--- START Text passage ---
United States Navy admiral (1942–2025)

Lee Fredric Gunn (1942 – December 13, 2025) was a Vice Admiral and former Naval Inspector General of the United States Department of the Navy.

==Education and Family==
Gunn earned a Bachelor's degree in Experimental and Physiological Psychology from the University of California, Los Angeles and a Master of Science degree in Operations Research from the Naval Postgraduate School in Monterey, California.

==Naval career==
Commissioned into the United States Navy from the Naval Reserve Officer Training Corps program at the University of California, Los Angeles, Gunn served as a Surface Warfare Officer and rose to command the anti-submarine warfare tactical, test, and evaluation destroyer squadron.

He later commanded Amphibious Group Three (PHIBGRU THREE), consisting of nineteen ships, twelve other, separate commands, and 16,000 sailors and marines. As commander of this force, he also served as the Commander, Combined Naval Forces, and Deputy Task Force Commander of Operation United Shield, the final withdrawal of United Nations peacekeeping forces from Somalia in February and March 1995.

Admiral Gunn served in eight assignments in the areas of manpower, personnel and training. During his last manpower assignment as Deputy Chief of Naval Personnel, and Commander, Navy Personnel Command, he played a key role in redesigning the Navy's manpower and personnel establishment and he orchestrated the transfer of the Navy's Personnel Command from Arlington, Virginia to Millington, Tennessee.

Appointed Naval Inspector General in July 1997, Vice Admiral Gunn instituted the Navy's Operational Cost Management training and evaluation program, and reconfigured Navy's major command management inspection process to teach and evaluate cost management. He retired from active service in August 2000.
--- END Text passage ---
--- START Provided material ---
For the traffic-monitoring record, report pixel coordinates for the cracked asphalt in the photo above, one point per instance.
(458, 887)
--- END Provided material ---
→ **Work to complete**:
• A. Do these statements agree with the biography of Lee Gunn? (i) Gunn holds a Master of Science degree from the Naval Postgraduate School. (ii) Operation United Shield took place in February and March 1995. (iii) Gunn became Naval Inspector General in August 2000. Answer each with yes or no and quote the words from the biography that decide it.
• B. Can you reproduce the biography of Lee Gunn from "Lee Fredric Gunn" to "evaluation destroyer squadron.", changing "Surface Warfare Officer" to "Naval Aviator"?
The data were taken from a separate source.

→ **Exercise results**:
• A.
(i) Yes: "a Master of Science degree in Operations Research from the Naval Postgraduate School in Monterey, California"
(ii) Yes: "Operation United Shield, the final withdrawal of United Nations peacekeeping forces from Somalia in February and March 1995"
(iii) No: "Appointed Naval Inspector General in July 1997"

• B.
Lee Fredric Gunn (1942 – December 13, 2025) was a Vice Admiral and former Naval Inspector General of the United States Department of the Navy.

==Education and Family==
Gunn earned a Bachelor's degree in Experimental and Physiological Psychology from the University of California, Los Angeles and a Master of Science degree in Operations Research from the Naval Postgraduate School in Monterey, California.

==Naval career==
Commissioned into the United States Navy from the Naval Reserve Officer Training Corps program at the University of California, Los Angeles, Gunn served as a Naval Aviator and rose to command the anti-submarine warfare tactical, test, and evaluation destroyer squadron.